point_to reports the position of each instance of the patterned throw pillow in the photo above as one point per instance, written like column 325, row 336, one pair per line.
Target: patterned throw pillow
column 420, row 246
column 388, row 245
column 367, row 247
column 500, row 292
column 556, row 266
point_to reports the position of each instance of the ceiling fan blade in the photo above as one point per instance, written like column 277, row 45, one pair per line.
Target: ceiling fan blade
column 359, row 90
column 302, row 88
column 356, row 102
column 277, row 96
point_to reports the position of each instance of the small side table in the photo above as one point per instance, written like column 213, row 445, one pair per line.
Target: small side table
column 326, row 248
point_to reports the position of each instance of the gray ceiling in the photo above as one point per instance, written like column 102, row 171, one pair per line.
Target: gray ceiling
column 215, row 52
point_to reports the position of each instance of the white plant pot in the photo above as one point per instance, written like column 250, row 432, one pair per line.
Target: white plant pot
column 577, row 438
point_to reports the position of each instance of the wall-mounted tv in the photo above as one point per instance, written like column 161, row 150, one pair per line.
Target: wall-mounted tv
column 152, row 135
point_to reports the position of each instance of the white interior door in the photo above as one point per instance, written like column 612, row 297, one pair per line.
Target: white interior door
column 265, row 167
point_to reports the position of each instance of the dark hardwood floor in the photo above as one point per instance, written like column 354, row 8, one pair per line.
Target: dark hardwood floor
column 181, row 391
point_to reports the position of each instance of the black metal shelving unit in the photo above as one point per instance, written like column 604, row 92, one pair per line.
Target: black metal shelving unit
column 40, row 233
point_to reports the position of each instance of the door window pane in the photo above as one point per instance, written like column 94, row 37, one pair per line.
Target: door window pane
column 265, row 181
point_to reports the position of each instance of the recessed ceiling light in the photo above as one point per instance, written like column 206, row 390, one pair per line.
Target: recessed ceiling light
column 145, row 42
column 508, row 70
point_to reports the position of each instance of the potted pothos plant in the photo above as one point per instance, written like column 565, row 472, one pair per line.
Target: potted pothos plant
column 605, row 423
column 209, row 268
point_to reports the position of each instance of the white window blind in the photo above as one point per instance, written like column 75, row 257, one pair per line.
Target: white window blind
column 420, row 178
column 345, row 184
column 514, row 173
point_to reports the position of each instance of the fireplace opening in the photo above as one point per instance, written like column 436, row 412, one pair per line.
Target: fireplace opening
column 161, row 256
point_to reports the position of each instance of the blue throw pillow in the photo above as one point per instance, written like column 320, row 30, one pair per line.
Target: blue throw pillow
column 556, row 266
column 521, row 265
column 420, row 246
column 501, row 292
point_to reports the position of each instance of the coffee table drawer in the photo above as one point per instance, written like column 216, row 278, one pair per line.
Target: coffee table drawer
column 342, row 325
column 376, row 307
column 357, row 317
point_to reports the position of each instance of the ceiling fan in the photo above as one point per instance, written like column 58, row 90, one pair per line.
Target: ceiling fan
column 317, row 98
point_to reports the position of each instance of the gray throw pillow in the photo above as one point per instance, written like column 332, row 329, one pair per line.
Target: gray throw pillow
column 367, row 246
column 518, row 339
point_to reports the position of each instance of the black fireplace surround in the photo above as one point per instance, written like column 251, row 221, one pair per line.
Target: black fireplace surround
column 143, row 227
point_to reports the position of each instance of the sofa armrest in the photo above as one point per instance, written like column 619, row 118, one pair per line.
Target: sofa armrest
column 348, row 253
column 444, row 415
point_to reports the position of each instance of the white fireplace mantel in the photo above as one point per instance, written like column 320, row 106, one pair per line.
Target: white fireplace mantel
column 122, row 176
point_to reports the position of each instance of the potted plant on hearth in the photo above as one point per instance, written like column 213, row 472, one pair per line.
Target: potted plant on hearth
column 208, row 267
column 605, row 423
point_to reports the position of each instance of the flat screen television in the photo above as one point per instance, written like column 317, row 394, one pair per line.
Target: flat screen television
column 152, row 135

+===+

§ What needs to be done
Each line of the material must be restated exactly.

§ Answer below
point_to reports the position of each instance of the patterned throw pillow in the photo above as one point per instance, written like column 325, row 336, one pair per line.
Target: patterned throw pillow
column 420, row 246
column 388, row 245
column 367, row 247
column 500, row 292
column 556, row 266
point_to reports the position of each instance of the ceiling fan blade in the photo above as one point per instance, written like column 277, row 45, one pair per line.
Target: ceiling fan blade
column 359, row 90
column 302, row 88
column 356, row 102
column 277, row 96
point_to reports the position of each instance of the small side table in the photo above as one point per instance, written like column 213, row 445, one pair per line.
Target: small side table
column 326, row 248
point_to reports the position of each instance of the gray ceiling in the photo above as one point per instance, written like column 102, row 171, one pair per line.
Target: gray ceiling
column 215, row 52
point_to reports the position of each instance of the white plant pot in the photo above as one point per instance, written like column 250, row 432, one pair per line.
Target: white plant pot
column 577, row 438
point_to reports the position of each instance of the wall-mounted tv in the photo above as one point per instance, written like column 161, row 150, one pair per line.
Target: wall-mounted tv
column 152, row 135
point_to reports the position of each instance of the white interior door in the photo above as one point per instance, written like column 612, row 297, one pair per line.
Target: white interior door
column 265, row 167
point_to reports the position of each instance of the dark hardwood floor in the photo above as one point per instance, written like column 354, row 8, one pair per line.
Target: dark hardwood floor
column 181, row 391
point_to reports the position of each instance of the black metal shelving unit in the photo above as one point per instance, written like column 604, row 92, one pair per line.
Target: black metal shelving unit
column 40, row 233
point_to reports the position of each instance of the door window pane in the photo above as one point per instance, written like column 94, row 37, one pair per line.
Target: door window pane
column 265, row 181
point_to reports the position of each instance of the recessed ceiling light in the photo above as one point per instance, written like column 206, row 390, one pair per line.
Target: recessed ceiling light
column 145, row 42
column 508, row 70
point_to reports the position of each instance of the potted pothos plant in the photo above as one point per instance, written like column 565, row 472, one pair per line.
Target: potted pothos plant
column 605, row 423
column 209, row 268
point_to reports the position of each instance of the white window blind in the photo above as one point per instance, written like column 75, row 257, one pair per line.
Target: white window blind
column 420, row 178
column 345, row 184
column 514, row 173
point_to reports the position of each instance of the fireplace opening in the photo above as one point per instance, written like column 436, row 412, one pair per line.
Target: fireplace opening
column 161, row 256
point_to reports the position of each instance of the blue throw pillow in the photo above as one point per instance, written like column 320, row 30, one pair per line.
Target: blue throw pillow
column 556, row 266
column 521, row 265
column 420, row 246
column 501, row 292
point_to reports the position of each instance of the coffee table drawer in the photo above as one point per instance, written like column 216, row 278, one pair per line.
Target: coffee table drawer
column 342, row 325
column 376, row 307
column 357, row 317
point_to reports the position of each instance of the ceiling fan in the photo above as one point per instance, written like column 58, row 90, one pair per line.
Target: ceiling fan
column 317, row 98
point_to reports the position of each instance of the gray throw pillow in the photo above as one point per instance, written like column 332, row 329, one pair per line.
Target: gray throw pillow
column 367, row 246
column 518, row 339
point_to reports the position of each instance of the black fireplace surround in the photo above as one point per instance, written like column 251, row 221, one pair per line.
Target: black fireplace surround
column 143, row 227
point_to reports the position of each instance of the sofa armrest in the photo above as one point per instance, written like column 619, row 118, one pair per line.
Target: sofa armrest
column 348, row 253
column 444, row 415
point_to reports the position of each instance of the white fireplace mantel in the photo above as one point per instance, written like column 320, row 106, one pair per line.
Target: white fireplace mantel
column 122, row 176
point_to reports the position of each instance of the potted plant on hearth in the photo above as one point per instance, written like column 213, row 472, one pair per line.
Target: potted plant on hearth
column 208, row 267
column 605, row 423
point_to reports the position of each instance of the flat screen television in the photo above as one point per instance, written like column 317, row 394, one pair per line.
Target: flat screen television
column 152, row 135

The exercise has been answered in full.